> _Working data_:

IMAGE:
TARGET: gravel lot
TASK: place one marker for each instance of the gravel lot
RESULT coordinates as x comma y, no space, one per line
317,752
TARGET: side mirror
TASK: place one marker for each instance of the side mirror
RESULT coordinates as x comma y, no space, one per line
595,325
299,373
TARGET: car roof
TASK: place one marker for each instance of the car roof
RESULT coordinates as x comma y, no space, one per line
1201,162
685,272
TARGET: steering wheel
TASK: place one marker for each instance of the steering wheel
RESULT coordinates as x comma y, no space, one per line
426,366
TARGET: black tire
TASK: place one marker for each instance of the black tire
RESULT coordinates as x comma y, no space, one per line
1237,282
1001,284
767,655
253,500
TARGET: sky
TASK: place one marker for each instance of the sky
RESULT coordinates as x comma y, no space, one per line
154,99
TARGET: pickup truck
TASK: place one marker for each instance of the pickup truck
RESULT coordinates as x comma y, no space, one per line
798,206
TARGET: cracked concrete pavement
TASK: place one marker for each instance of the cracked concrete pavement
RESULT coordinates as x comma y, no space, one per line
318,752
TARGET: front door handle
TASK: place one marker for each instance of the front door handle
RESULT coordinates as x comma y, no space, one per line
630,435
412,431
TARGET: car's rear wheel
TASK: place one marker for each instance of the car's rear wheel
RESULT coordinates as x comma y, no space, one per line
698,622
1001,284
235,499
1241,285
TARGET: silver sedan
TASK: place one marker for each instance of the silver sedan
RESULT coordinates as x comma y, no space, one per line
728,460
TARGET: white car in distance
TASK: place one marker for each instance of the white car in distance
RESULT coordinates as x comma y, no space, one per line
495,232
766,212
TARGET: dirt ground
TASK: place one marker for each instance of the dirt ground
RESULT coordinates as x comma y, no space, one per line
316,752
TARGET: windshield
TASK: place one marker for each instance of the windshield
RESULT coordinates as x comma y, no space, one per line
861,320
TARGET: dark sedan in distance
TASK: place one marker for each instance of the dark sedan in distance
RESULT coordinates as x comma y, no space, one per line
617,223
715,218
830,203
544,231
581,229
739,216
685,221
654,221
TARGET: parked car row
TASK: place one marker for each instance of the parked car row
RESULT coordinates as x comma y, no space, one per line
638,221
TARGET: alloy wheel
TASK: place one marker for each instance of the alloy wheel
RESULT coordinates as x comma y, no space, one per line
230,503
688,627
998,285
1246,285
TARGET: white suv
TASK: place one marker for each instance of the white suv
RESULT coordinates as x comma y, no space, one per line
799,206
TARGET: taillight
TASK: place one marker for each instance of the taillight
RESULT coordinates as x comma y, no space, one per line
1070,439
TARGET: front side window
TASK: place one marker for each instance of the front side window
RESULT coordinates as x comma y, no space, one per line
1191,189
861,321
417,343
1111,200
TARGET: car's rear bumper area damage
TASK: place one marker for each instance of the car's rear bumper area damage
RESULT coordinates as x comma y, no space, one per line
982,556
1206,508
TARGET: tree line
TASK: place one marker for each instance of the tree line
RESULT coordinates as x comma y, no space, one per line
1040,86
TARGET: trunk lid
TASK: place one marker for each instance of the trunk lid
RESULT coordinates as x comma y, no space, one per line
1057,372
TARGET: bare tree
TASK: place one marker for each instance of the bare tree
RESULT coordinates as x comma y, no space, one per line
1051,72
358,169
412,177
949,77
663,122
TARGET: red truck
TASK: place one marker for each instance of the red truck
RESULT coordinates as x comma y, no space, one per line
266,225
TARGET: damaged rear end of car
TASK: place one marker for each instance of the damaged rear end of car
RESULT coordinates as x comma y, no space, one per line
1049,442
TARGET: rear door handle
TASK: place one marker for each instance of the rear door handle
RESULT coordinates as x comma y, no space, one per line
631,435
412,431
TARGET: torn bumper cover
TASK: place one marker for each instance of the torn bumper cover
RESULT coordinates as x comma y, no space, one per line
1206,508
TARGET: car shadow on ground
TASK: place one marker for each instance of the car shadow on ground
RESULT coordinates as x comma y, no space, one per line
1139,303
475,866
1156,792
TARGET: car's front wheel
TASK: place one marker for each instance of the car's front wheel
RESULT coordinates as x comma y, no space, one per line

> _Exercise goal_: Print exactly the lines from the one with "TARGET: alloy wheel" through the end of the data, inclusive.

> _Problem solution_:
TARGET: alloy wheel
TASK: place one marker for each instance of the alloy wheel
RESULT coordinates as x comma y, no space, one per line
230,503
688,627
998,285
1246,285
TARGET: white suv
TASK: place one marker for each instance of the white suv
RESULT coordinates as x comma y, no space, one per line
799,206
TARGET: taillight
TASK: place one marker for each instance of the taillight
RESULT coordinates as x comma y, no space, one per line
1070,439
TARGET: front side window
TASK: place one marker for each instance of the front side window
RESULT coordinates as x comma y, no space, one per line
1191,189
861,321
417,343
1111,200
TARGET: car's rear bumper area damage
TASK: place one marker for each instance of the car's rear bumper area damage
RESULT coordinates as x comma y, no space, one per line
982,556
1206,508
TARGET: tree line
TASK: place one marker for each instance of the tree line
RESULT coordinates as x comma y, no space, one per line
1040,86
TARGET: trunk lid
TASK: place one marker for each instance of the trunk lid
RESULT coordinates as x comma y, no space, one per line
1057,372
TARGET: bare tree
TASK: place one marker for each instance of the bare tree
RESULT coordinates as x comma y, no space, one per line
1051,72
358,169
412,177
949,77
663,122
TARGET: red truck
TASK: place one marker for each instance of the red truck
RESULT coordinates as x comma y, no space, one per line
266,225
TARGET: damaged rear end of car
TASK: place one marker for each instance of the damaged rear end of car
RESULT coordinates as x comma y, no space, one per line
1049,442
TARGET: rear door handle
TASK: place one marker for each instance of the rear door handle
RESULT coordinates as x comma y, no space, one per line
631,435
412,431
TARGET: torn bumper cover
TASK: place one marker for each instance of the torn bumper cover
RESULT coordinates as x comma y, no space, one per line
1206,508
TARGET: car shadow on ground
TASK: place one marker for each instance of the car shadow on ground
RESULT coordinates as x comma y, no space, one per line
1139,303
475,866
1156,792
TARGET: car's front wheel
TASK: place one marker for each instance of the car's front wheel
RESULT coordinates as x comma y, no space, one per line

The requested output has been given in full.